Assignment: Check every line in the listing below for "yellow". Copy the ones where it occurs.

----

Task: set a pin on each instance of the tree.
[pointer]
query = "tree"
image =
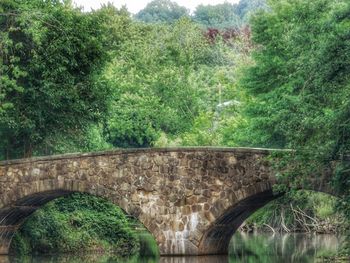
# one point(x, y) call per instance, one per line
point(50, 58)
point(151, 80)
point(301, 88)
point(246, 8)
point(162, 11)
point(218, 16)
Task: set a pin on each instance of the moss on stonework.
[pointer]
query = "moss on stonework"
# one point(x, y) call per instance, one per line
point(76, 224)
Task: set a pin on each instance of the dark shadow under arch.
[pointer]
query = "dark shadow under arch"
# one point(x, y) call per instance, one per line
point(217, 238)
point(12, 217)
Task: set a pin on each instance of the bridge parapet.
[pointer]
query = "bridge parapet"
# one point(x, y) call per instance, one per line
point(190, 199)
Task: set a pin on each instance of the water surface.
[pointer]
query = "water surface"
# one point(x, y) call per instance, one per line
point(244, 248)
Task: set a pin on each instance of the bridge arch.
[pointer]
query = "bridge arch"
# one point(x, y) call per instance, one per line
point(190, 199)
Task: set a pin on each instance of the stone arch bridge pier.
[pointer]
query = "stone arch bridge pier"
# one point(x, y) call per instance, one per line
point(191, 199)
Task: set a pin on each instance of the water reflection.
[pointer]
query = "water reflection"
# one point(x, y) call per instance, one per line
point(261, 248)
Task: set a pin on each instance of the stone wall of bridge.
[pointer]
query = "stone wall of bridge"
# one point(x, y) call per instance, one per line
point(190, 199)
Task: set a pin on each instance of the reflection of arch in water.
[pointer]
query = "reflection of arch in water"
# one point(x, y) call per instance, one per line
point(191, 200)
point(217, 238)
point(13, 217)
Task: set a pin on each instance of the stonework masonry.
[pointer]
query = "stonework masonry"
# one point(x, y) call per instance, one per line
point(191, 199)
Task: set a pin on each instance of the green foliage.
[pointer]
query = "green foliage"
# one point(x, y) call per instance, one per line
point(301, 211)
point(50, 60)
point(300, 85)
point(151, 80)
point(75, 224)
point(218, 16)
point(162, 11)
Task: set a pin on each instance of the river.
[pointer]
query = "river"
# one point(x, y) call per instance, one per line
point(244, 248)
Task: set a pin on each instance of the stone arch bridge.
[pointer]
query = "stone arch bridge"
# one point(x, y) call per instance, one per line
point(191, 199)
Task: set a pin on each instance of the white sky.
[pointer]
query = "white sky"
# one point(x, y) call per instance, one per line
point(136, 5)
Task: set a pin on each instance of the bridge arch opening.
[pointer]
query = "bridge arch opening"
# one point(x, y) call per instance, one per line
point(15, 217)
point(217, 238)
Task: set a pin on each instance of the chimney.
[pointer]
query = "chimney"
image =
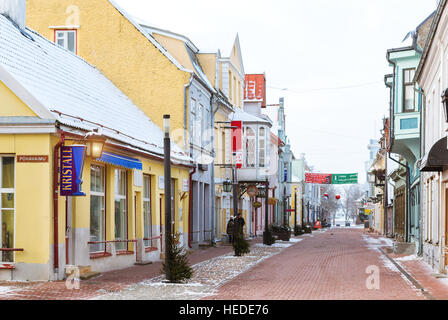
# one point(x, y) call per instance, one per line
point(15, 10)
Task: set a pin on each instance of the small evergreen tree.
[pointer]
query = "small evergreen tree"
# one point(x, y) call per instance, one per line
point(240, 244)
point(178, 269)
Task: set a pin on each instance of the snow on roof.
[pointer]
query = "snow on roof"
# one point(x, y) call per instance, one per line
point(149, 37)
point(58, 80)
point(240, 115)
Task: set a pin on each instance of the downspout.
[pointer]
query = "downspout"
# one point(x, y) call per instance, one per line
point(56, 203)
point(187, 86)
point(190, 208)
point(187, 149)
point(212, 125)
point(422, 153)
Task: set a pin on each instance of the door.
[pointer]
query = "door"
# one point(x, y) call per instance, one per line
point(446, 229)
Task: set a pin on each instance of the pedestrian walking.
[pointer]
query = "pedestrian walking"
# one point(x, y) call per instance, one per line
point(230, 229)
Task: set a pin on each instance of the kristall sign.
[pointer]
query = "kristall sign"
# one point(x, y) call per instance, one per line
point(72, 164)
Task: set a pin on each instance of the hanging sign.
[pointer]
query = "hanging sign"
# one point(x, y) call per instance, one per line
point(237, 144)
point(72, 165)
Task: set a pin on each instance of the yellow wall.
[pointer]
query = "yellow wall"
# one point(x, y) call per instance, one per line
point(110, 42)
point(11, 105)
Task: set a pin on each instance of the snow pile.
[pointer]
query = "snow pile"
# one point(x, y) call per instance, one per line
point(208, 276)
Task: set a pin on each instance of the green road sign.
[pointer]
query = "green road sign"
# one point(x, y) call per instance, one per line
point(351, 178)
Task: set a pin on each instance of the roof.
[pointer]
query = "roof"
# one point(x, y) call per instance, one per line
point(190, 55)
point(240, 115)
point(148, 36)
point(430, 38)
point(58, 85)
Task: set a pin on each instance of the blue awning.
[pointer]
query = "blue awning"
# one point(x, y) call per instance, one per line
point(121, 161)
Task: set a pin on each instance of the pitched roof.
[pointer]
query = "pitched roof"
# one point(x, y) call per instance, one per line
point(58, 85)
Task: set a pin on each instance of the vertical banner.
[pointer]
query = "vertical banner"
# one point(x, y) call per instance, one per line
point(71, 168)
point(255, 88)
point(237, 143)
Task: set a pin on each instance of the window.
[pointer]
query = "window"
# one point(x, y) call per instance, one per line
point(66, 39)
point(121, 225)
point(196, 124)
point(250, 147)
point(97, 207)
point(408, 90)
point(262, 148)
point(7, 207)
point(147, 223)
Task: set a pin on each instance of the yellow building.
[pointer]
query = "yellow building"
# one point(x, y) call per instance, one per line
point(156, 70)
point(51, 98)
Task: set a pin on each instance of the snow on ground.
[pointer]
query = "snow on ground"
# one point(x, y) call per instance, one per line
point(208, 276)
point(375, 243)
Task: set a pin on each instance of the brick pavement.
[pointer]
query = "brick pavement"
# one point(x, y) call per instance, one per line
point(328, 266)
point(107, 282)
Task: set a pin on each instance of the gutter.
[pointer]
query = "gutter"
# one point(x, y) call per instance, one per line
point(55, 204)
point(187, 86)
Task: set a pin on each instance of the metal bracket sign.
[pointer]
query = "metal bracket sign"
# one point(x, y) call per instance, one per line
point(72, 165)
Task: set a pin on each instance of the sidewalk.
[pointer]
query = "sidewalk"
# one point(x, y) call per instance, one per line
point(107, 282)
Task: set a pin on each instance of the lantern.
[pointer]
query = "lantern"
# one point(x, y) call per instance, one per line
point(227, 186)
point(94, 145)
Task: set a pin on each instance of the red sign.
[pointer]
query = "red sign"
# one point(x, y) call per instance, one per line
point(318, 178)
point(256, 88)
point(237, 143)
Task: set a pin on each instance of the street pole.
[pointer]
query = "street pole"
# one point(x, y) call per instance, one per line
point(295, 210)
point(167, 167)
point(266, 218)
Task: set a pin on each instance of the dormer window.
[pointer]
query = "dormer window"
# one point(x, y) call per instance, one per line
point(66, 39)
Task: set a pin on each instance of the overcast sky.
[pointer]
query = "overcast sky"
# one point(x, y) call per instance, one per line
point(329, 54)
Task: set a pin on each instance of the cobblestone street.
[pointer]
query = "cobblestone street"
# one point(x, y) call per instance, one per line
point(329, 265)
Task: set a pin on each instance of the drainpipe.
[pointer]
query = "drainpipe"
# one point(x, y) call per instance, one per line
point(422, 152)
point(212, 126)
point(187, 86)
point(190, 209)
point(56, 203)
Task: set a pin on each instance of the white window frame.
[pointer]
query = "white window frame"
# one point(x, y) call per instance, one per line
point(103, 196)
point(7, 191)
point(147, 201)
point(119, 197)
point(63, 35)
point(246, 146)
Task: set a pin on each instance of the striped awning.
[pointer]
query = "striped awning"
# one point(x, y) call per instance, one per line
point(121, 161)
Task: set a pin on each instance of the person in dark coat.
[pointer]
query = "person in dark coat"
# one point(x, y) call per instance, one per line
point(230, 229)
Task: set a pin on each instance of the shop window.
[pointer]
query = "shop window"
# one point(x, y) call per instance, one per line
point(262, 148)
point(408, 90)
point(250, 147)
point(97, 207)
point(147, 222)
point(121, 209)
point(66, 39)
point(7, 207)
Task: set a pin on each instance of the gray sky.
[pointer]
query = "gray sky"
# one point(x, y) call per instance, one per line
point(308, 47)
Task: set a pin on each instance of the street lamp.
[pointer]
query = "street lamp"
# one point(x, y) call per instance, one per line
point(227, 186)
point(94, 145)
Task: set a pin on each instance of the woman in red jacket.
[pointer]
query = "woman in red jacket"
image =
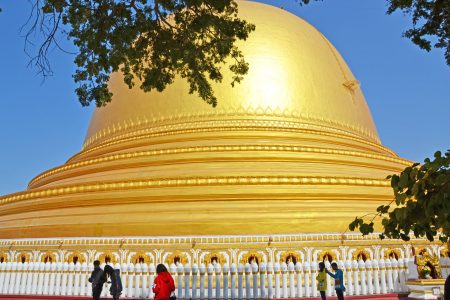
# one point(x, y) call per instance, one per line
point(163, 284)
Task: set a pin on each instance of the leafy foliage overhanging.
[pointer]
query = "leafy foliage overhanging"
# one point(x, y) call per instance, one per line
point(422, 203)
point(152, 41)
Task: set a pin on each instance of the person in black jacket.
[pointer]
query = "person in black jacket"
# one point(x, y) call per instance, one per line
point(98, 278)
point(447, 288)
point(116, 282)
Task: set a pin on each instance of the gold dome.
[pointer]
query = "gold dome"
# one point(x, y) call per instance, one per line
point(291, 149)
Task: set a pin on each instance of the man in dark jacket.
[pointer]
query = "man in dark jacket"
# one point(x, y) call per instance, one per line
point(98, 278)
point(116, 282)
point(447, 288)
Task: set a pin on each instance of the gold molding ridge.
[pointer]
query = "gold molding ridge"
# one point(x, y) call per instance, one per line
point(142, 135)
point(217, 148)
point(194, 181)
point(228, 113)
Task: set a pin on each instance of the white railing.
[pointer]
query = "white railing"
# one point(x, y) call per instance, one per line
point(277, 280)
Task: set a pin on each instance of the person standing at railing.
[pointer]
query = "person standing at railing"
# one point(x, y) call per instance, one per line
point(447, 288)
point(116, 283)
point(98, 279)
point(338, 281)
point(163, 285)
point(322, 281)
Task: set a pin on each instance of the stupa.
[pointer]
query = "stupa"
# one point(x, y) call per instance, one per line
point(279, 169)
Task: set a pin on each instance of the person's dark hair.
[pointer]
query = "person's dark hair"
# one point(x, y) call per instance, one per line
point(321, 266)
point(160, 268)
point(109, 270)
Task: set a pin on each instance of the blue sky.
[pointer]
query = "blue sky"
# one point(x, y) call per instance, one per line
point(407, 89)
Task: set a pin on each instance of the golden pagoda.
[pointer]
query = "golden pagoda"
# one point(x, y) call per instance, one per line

----

Written response:
Task: set a pin on each instance of the yellow wall.
query = "yellow wall"
Task: set a pin on each instance of the yellow building.
query = "yellow building"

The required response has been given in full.